I’ve helped out a lot of bloggers during past Blogathons, which resulted in How Not to Blog in a Blogathon Blog. So I thought I’d share some tips to help you prepare for this year’s Blogathon.

  • The preparation begins NOW: If you have decided to participate in the Blogathon this year, you should have already begun your preparations. Promote the upcoming event now. Publicize what you will be blogging about during the 24 hours. Promote your charity, educating people now on how to contribute. Get your blog moving now towards promoting this event so people will be ready for it when it happens, and eager to support your effort.
  • If you commit, keep your commitment: I, like so many, eagerly prowled through the list of Blogathon participants to find out that many forgot, didn’t care, or just didn’t participate. Don’t waste our time. If you aren’t going to participate, don’t sign up. If you change your mind, get off the list.
  • Choose a charity people can identify with: Many had problems identifying with the various charities, as they had people’s name without referencing the cause, or they were obscure or odd. If you want to raise money for a charity, make it one that people will understand and want to donate money to.

────

▶ [Using the information]:
a: Replace "bloggers" with "writers" and write out the Blogathon tips starting at "I’ve helped out" and ending at "this year’s Blogathon.".
b: Translate this sentence from the Blogathon tips into Spanish: "If you aren’t going to participate, don’t sign up."
c: Go on with the Blogathon tips from the point where they stop.

▶ [Given data]:
────

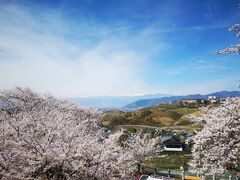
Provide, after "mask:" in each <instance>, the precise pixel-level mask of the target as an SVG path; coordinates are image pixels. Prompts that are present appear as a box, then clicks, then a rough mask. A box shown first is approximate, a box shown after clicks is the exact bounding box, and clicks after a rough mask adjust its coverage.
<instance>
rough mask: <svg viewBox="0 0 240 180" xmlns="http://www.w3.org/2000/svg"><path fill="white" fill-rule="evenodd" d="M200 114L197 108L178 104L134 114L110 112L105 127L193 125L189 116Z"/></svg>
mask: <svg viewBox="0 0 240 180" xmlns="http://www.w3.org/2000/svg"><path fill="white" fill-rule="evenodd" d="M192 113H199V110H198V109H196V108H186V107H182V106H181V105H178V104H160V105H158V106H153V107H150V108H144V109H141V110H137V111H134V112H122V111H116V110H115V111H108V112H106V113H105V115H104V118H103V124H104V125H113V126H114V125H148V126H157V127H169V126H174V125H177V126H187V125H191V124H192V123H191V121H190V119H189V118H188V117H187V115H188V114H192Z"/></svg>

────

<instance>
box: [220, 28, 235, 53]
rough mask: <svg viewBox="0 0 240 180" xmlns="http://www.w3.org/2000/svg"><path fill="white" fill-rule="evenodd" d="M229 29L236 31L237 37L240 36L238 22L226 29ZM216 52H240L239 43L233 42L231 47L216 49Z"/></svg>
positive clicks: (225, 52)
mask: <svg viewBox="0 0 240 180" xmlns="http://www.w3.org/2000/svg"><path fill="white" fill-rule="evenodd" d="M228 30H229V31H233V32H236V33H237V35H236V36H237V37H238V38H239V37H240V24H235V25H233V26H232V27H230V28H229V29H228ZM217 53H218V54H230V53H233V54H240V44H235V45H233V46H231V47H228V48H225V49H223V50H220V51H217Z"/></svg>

────

▶ [Replies]:
a:
I’ve helped out a lot of writers during past Blogathons, which resulted in How Not to Blog in a Blogathon Blog. So I thought I’d share some tips to help you prepare for this year’s Blogathon.

b: Si no vas a participar, no te inscribas.

c:
  • Give readers a reason to donate: Even if people can identify with your charity, give them a reason to donate. Help them understand how important this charity is to you, how it is making a difference in the lives of others or world around you. Help them understand where their money will go. And find a way to motivate them into supporting your 24 hour blogging effort for a good cause.
  • Prepare Your Blog: Clean up your blog’s clutter so the words and content are most important overall. Create a category to hold all your Blogathon posts, clearly marked and identifiable. Make sure your blog and blog comments are all functioning at their very best, ready for a steady influx of visitors.
  • Make it easy for commenters to comment: As you blog through the long day and night, you become more and more reliant upon reader’s and other Blogathon members commenting on your blog to keep you going. Remove anything that gets in the way of the comment process. Make it easy and simple to comment. If there is more than one click away from a commenter leaving a comment, you’ve just lost a potential cheerleader who wants to help you make it through the night.
    Turn off all funky comment spam protections, moderation, and anything that slows down the interactive process. You can turn it all back on later, but you are going to be living with your blog for twenty-four hours. You’ll catch the junk that might get through.
  • Make the link to your Blogathon Posts immediately visible: Make your participation in the Blogathon the first thing people see upon arrival on any page on your blog. You can remove it all later. If visitors can’t find your Blogathon posts, they think you aren’t participating, so you may spend 24 hours awake, blogging hard for your charity, and get little or no action.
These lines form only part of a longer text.